Source records

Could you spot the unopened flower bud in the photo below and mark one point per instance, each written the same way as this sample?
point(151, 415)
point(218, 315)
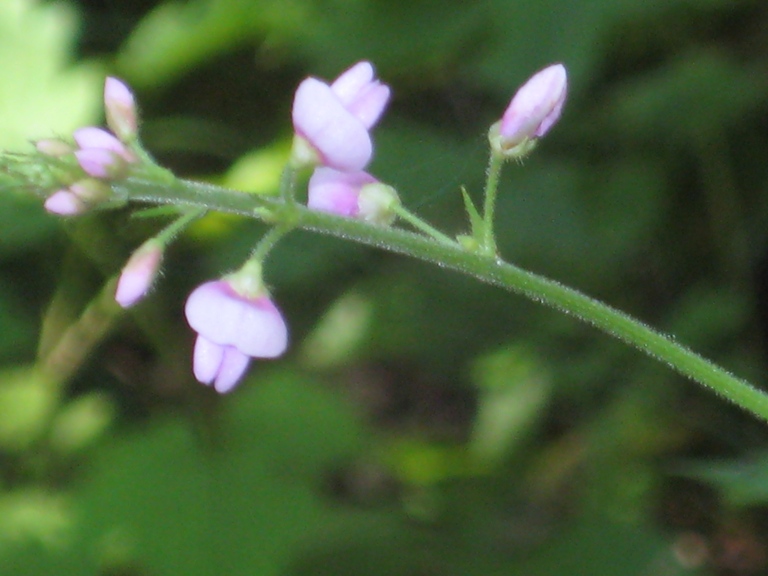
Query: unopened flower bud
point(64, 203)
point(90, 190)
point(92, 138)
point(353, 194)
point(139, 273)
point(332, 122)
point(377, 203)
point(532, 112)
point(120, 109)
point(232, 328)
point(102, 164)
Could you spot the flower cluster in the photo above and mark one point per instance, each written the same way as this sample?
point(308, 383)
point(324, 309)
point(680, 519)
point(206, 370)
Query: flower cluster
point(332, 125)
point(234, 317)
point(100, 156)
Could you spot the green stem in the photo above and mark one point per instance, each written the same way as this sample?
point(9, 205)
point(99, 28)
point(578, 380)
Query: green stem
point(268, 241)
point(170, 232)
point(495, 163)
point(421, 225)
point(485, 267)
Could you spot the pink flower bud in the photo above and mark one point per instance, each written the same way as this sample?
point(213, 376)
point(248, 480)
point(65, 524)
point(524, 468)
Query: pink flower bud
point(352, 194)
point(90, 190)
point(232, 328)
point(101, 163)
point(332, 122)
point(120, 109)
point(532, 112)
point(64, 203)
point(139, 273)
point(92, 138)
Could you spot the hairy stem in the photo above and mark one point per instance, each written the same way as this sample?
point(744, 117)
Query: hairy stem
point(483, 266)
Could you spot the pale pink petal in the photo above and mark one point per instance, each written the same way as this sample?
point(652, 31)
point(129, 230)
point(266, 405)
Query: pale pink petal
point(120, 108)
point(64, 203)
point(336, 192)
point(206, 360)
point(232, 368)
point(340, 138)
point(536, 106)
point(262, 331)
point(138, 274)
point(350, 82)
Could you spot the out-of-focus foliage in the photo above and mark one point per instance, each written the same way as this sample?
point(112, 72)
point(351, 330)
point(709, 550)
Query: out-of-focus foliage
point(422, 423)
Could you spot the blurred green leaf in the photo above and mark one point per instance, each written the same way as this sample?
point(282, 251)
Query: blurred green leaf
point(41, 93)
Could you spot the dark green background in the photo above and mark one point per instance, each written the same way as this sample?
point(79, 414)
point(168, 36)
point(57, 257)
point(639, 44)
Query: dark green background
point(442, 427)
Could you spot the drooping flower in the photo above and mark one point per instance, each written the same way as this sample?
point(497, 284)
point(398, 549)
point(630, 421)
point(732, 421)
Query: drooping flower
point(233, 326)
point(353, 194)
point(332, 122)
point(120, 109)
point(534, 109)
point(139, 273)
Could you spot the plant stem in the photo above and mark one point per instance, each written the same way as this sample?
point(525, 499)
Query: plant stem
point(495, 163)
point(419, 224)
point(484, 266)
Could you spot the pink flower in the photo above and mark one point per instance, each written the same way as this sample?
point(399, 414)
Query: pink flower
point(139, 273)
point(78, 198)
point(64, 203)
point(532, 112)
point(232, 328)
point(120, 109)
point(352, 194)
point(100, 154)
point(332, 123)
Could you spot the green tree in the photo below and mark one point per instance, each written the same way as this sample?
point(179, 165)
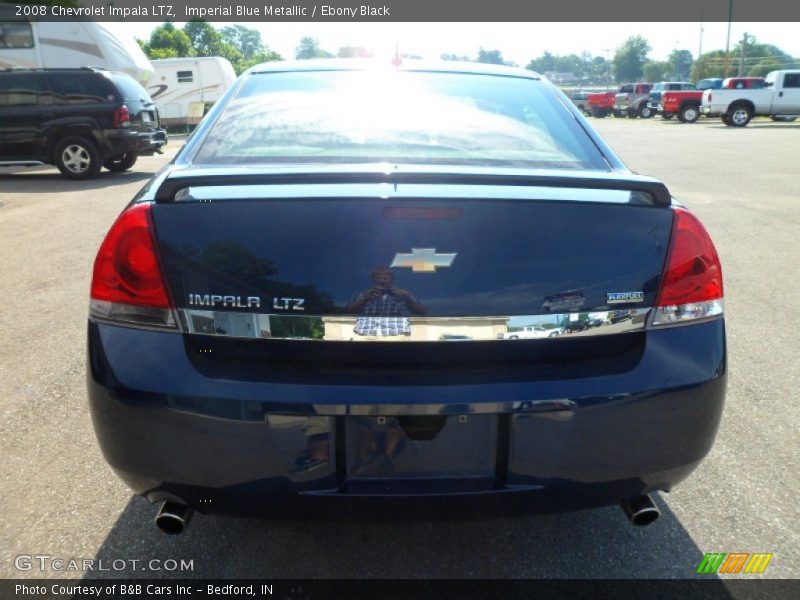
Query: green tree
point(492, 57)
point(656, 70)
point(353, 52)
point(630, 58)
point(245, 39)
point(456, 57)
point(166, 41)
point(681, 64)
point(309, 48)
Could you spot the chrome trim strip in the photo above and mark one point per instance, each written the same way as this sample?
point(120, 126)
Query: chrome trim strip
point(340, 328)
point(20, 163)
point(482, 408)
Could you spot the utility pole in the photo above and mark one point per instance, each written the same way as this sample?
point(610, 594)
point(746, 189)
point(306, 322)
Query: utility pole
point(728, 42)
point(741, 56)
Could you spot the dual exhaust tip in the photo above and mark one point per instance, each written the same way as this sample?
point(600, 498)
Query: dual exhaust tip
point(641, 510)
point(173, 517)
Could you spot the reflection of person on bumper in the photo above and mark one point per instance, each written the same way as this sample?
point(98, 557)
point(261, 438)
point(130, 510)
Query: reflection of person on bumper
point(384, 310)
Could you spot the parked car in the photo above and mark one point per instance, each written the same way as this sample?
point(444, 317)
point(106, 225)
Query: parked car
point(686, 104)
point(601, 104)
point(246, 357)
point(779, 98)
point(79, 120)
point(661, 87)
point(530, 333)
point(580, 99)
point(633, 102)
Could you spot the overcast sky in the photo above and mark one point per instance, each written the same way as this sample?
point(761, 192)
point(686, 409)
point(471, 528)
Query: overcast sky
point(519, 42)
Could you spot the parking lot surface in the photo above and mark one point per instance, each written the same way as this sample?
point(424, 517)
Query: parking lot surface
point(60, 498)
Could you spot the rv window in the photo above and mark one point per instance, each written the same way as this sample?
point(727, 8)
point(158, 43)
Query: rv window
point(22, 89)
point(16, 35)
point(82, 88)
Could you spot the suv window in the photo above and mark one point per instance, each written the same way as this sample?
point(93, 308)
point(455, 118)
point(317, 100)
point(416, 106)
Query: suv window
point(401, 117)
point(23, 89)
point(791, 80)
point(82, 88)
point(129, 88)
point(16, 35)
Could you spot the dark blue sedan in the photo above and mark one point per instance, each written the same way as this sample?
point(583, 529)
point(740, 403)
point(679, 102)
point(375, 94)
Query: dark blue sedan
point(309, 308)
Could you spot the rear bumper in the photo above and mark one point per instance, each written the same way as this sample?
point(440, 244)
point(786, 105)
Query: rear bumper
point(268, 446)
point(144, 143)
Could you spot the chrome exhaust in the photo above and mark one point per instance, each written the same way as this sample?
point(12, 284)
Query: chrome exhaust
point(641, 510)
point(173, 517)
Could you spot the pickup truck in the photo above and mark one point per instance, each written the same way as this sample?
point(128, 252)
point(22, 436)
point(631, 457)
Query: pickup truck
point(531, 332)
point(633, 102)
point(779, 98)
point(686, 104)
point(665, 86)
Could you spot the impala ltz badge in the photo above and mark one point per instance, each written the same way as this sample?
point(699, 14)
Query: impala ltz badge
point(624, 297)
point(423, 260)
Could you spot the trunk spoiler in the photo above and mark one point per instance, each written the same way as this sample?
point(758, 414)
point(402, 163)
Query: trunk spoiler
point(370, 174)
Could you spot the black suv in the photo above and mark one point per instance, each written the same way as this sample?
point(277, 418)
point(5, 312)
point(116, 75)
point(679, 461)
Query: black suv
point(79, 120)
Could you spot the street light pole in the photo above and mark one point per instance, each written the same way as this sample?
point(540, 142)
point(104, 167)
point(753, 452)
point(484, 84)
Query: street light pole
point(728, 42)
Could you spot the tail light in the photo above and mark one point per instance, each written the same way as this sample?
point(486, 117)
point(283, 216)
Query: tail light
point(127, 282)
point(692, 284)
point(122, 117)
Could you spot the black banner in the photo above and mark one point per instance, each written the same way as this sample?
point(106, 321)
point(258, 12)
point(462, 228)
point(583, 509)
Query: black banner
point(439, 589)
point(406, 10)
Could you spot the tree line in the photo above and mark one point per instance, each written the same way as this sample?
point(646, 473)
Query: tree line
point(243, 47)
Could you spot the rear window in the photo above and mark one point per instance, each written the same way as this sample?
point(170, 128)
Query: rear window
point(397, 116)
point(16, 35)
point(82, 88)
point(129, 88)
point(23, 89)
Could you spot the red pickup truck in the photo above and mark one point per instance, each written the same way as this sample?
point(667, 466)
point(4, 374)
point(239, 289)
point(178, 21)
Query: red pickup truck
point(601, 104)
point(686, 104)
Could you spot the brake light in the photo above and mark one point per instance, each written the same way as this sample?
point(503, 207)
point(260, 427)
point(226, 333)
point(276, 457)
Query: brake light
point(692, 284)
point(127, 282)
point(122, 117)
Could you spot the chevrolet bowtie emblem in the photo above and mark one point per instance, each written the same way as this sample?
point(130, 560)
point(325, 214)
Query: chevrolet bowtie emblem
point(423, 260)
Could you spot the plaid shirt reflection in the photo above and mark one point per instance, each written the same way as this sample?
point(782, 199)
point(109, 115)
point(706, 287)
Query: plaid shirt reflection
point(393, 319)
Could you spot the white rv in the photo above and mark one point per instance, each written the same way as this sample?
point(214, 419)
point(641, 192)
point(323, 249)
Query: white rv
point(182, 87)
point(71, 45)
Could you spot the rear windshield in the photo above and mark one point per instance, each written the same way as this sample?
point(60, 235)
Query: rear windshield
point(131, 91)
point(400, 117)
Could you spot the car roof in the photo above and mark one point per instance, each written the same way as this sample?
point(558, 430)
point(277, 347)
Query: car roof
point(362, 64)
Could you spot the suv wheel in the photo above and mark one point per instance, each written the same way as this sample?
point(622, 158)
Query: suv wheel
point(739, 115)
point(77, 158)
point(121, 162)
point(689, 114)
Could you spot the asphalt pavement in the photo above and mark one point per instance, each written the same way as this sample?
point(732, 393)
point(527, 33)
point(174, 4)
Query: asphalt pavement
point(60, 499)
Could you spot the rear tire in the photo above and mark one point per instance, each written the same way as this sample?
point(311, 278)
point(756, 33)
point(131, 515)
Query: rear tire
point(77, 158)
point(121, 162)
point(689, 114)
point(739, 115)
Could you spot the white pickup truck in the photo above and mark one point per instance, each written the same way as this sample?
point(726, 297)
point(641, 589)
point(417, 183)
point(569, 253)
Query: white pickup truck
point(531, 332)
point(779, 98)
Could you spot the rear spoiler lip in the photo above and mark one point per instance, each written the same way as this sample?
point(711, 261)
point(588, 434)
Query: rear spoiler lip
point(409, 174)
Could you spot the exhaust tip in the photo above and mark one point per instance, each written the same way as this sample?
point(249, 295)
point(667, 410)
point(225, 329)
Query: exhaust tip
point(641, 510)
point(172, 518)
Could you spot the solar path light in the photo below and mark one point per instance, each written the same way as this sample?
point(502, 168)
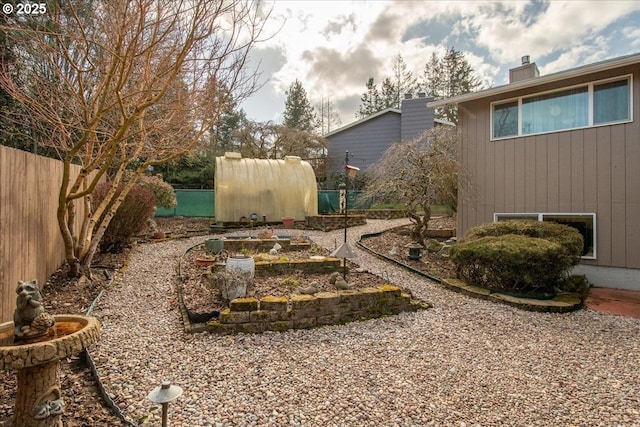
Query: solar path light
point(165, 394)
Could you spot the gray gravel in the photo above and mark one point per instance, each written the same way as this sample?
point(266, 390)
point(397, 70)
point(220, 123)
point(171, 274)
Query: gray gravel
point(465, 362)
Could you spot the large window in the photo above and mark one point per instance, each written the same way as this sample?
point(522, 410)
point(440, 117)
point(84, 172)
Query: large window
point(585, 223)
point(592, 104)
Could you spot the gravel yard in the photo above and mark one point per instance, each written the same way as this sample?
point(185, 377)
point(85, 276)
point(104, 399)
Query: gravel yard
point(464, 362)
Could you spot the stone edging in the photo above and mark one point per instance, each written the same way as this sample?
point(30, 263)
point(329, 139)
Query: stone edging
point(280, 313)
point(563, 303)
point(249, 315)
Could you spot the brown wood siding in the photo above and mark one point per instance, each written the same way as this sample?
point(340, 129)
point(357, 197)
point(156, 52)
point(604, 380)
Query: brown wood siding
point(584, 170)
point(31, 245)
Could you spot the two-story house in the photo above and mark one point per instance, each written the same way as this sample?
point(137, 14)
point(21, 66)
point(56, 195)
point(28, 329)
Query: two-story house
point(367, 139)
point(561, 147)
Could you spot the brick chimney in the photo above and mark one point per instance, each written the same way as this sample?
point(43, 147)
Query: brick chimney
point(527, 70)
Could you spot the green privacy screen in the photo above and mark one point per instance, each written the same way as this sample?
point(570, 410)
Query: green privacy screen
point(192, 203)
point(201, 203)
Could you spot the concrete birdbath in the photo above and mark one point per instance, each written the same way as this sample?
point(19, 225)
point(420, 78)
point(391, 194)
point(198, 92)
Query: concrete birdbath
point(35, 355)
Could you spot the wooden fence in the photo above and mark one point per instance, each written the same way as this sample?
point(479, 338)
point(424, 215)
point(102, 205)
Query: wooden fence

TASK STATEMENT: All that belongs in the answer is the run of lines above from the line containing "point(131, 515)" through the line containing "point(569, 253)", exactly as written.

WRITTEN REPLY:
point(131, 515)
Query: rear tire
point(77, 158)
point(121, 162)
point(689, 114)
point(739, 115)
Could you spot the white pickup truck in the photo above and mark one point per instance, each written the same way as this sample?
point(726, 297)
point(641, 589)
point(417, 183)
point(569, 253)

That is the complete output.